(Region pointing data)
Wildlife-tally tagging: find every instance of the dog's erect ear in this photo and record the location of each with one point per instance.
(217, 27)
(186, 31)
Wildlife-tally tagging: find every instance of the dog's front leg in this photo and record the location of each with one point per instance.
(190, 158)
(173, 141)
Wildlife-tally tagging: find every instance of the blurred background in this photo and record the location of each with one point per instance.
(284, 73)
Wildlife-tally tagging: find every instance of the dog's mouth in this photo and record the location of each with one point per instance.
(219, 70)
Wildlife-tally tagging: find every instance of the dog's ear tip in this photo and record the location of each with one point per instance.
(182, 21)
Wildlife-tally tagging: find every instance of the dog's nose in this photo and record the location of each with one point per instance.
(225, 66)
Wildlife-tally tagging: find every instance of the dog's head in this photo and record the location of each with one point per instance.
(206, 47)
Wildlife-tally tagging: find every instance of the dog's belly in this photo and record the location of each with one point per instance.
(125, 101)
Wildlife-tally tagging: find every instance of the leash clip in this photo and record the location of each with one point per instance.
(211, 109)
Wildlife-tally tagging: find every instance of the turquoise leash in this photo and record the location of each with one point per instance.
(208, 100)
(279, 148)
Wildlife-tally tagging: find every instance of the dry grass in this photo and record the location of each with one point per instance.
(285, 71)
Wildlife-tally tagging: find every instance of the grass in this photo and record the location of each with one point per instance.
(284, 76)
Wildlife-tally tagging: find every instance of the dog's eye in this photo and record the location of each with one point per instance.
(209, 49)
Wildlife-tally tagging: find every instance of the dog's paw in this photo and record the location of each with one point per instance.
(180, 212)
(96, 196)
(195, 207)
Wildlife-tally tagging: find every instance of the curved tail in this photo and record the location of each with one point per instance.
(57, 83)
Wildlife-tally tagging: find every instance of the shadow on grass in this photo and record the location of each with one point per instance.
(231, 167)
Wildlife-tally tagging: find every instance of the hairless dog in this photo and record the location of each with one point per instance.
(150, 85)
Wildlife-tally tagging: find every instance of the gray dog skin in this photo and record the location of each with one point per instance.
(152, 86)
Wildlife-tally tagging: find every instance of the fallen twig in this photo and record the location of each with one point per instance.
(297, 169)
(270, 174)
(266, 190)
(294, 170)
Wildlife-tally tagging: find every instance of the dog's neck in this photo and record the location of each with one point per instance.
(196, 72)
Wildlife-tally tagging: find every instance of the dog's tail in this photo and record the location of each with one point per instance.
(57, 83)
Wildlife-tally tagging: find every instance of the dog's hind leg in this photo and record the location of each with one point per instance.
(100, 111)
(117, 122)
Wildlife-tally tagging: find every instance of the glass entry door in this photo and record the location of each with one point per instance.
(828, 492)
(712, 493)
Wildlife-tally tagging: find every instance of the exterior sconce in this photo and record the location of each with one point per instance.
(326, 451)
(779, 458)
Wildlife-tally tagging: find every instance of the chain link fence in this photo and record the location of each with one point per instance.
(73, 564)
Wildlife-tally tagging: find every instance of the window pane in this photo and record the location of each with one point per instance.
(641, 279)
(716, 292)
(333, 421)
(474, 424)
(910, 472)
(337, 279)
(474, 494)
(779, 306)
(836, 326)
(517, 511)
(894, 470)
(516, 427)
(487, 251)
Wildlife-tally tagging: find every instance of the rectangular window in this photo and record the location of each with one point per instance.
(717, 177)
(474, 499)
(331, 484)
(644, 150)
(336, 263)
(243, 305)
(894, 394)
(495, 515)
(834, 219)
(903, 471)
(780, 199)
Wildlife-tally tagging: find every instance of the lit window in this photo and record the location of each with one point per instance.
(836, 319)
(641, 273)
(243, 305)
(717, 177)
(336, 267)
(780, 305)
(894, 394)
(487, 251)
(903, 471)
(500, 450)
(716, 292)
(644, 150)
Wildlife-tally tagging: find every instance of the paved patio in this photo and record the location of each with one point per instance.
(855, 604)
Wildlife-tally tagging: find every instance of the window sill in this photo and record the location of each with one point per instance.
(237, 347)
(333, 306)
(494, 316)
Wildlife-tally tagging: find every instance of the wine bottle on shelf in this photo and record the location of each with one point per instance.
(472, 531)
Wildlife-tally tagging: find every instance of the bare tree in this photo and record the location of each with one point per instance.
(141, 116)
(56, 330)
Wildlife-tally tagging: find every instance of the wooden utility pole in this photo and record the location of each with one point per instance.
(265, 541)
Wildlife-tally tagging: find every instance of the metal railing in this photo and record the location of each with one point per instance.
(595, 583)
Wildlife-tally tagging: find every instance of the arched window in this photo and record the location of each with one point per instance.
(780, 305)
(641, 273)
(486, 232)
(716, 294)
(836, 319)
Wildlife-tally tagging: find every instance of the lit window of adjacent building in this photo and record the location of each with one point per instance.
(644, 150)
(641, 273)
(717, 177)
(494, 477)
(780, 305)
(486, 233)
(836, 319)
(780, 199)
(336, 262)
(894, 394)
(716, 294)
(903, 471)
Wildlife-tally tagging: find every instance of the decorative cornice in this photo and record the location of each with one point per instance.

• **Directions for this task**
Please print exactly the lines from the one containing "Wildlife-tally tagging: find every instance of the arched" through the last line of the records, both included, and nothing else.

• **Solution**
Wildlife-tally tagging: find every instance of the arched window in this photo and record the location of each with one point per instance.
(780, 305)
(641, 273)
(486, 232)
(716, 294)
(836, 319)
Wildlife-tally tagging: find every instance of the lit window of adjacent building in this photo and record the location of each with one point per instance.
(644, 150)
(641, 273)
(717, 177)
(494, 477)
(780, 305)
(486, 233)
(836, 319)
(780, 199)
(336, 262)
(894, 394)
(716, 294)
(903, 471)
Wildlife-tally tagging: find every instance of the decorative cornice in this photo and record the location of each with one point per instance.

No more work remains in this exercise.